Task to complete: Rewrite the part of the listing below that opens with the line containing "Please put a point on the light" and closes at the end of the listing, requests included, and shift every coordinate in its answers by adding 143 to each number.

>> Begin

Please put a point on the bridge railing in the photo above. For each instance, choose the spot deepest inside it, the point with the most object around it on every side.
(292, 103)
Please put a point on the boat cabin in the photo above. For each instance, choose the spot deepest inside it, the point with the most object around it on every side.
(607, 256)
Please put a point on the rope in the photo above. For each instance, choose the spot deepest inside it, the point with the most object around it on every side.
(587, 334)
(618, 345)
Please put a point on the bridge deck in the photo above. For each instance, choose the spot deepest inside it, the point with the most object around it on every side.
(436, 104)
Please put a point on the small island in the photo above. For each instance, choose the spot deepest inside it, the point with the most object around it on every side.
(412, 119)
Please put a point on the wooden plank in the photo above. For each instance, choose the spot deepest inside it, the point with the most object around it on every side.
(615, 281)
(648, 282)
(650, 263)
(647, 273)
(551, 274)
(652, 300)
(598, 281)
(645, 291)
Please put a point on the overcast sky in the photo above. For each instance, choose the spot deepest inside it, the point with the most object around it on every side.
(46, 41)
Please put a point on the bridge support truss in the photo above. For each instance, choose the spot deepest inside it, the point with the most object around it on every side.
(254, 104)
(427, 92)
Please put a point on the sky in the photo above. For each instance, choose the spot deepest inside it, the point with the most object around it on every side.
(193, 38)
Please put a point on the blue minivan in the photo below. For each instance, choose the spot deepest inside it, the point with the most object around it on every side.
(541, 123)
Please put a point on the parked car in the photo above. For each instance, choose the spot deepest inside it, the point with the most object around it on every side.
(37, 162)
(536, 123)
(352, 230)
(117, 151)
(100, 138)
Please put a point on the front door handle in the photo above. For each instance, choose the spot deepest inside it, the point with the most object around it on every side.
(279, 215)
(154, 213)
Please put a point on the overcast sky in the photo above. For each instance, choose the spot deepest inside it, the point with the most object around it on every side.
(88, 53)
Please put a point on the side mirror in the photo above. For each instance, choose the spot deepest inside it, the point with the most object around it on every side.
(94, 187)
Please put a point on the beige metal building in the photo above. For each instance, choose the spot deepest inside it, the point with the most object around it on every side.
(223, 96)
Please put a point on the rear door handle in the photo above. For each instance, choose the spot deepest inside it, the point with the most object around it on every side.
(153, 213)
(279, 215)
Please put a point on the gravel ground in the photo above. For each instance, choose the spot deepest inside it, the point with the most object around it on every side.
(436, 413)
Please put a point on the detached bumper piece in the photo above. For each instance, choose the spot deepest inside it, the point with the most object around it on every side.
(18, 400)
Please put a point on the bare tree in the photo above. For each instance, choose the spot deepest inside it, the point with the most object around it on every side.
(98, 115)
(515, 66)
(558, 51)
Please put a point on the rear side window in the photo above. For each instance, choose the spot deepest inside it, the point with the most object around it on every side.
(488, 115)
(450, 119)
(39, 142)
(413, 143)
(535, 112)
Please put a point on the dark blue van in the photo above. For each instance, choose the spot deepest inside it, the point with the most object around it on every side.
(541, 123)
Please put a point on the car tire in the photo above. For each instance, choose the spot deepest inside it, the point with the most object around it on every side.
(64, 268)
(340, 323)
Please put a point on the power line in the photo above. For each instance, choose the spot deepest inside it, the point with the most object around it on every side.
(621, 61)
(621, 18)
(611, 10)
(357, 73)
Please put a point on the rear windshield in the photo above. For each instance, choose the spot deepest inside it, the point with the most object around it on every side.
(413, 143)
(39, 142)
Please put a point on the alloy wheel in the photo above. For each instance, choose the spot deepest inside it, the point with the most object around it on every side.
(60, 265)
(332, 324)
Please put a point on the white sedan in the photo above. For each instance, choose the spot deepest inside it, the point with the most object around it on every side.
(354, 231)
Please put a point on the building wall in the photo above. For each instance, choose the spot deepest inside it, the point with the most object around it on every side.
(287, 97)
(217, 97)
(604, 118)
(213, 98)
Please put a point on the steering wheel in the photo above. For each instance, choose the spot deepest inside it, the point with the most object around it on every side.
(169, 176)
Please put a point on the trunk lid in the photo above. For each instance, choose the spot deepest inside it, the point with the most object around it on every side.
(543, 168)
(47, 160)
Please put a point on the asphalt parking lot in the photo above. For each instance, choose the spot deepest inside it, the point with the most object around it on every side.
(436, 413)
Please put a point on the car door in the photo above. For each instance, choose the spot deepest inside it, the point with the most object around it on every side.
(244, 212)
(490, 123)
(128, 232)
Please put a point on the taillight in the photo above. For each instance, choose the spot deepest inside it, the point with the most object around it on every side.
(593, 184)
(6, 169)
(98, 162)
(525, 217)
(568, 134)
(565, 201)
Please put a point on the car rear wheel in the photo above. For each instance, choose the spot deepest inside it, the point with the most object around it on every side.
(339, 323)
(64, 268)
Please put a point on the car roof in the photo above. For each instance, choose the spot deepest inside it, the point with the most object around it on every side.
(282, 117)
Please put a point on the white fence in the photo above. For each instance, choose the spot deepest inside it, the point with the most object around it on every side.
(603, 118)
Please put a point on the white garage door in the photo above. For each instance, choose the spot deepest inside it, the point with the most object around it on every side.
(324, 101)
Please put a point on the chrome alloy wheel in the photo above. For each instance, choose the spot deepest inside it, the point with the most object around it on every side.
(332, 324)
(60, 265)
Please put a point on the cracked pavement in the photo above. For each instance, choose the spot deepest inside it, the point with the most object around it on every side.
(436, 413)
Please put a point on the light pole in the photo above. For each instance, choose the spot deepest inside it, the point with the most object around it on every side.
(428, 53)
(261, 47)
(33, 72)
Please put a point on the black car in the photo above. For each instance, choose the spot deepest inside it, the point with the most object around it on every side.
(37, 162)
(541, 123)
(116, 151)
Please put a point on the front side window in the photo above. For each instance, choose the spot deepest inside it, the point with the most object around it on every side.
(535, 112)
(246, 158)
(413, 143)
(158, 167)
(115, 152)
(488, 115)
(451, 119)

>> End

Result below:
Please put a point on the light pole in the photo above. For each instance, choose the spot deepest inside it, the point with the most object around it on every side.
(571, 196)
(404, 190)
(176, 215)
Please put a point on the black car in the photo above. For each instance, choose the spot deepest inside it, the point with the most object around it on every side.
(180, 305)
(684, 266)
(259, 294)
Please put a point on the front side window in the photo above. For each instance, choose the spot deepest inside it, the point with the most object around it on every side.
(678, 255)
(389, 301)
(556, 286)
(301, 310)
(258, 295)
(631, 258)
(594, 262)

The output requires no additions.